● **Entries shown**
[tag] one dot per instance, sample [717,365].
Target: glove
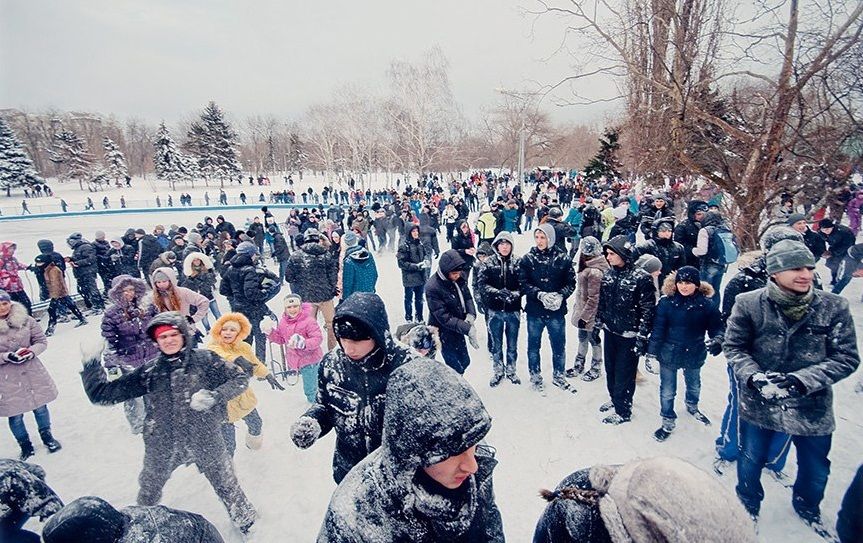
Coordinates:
[640,345]
[714,346]
[305,432]
[270,378]
[651,363]
[267,326]
[471,338]
[202,400]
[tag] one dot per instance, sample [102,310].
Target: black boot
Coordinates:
[49,441]
[26,449]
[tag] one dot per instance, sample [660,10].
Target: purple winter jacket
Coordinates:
[124,325]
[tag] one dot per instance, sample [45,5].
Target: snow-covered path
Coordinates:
[538,439]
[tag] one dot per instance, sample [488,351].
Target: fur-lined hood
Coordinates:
[669,288]
[17,318]
[187,262]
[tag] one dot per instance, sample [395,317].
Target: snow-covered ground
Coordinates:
[539,440]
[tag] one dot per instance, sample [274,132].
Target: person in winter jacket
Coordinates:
[198,276]
[359,271]
[627,301]
[298,331]
[313,274]
[24,494]
[591,267]
[185,391]
[57,292]
[686,233]
[684,314]
[655,500]
[451,310]
[788,344]
[226,340]
[547,279]
[498,287]
[94,520]
[25,384]
[352,381]
[414,260]
[246,286]
[749,278]
[433,483]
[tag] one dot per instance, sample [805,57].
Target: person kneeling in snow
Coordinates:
[185,391]
[432,483]
[94,520]
[657,500]
[352,380]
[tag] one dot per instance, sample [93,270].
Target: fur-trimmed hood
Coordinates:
[17,318]
[669,288]
[187,262]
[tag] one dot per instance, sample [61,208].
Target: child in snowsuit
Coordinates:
[301,335]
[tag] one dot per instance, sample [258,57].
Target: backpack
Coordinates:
[723,246]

● **What is required**
Copy out, word for word, the part of the entries above that begins at the line with "Target: person kneeling in snow" and ends at the line with "[tag] one dot per instance, sample [258,57].", including both.

● **Answer to this problem**
Target: person kneeling in snow
Coordinates:
[185,391]
[432,483]
[94,520]
[657,500]
[352,380]
[tag] one dot per instance, sample [93,270].
Target: fur-trimmed hood
Coordinates:
[17,318]
[669,288]
[187,262]
[tag] one dot per instance, sample [61,208].
Target: child in snowsuit
Coordinates:
[301,335]
[tag] one dot per instance, sample [258,57].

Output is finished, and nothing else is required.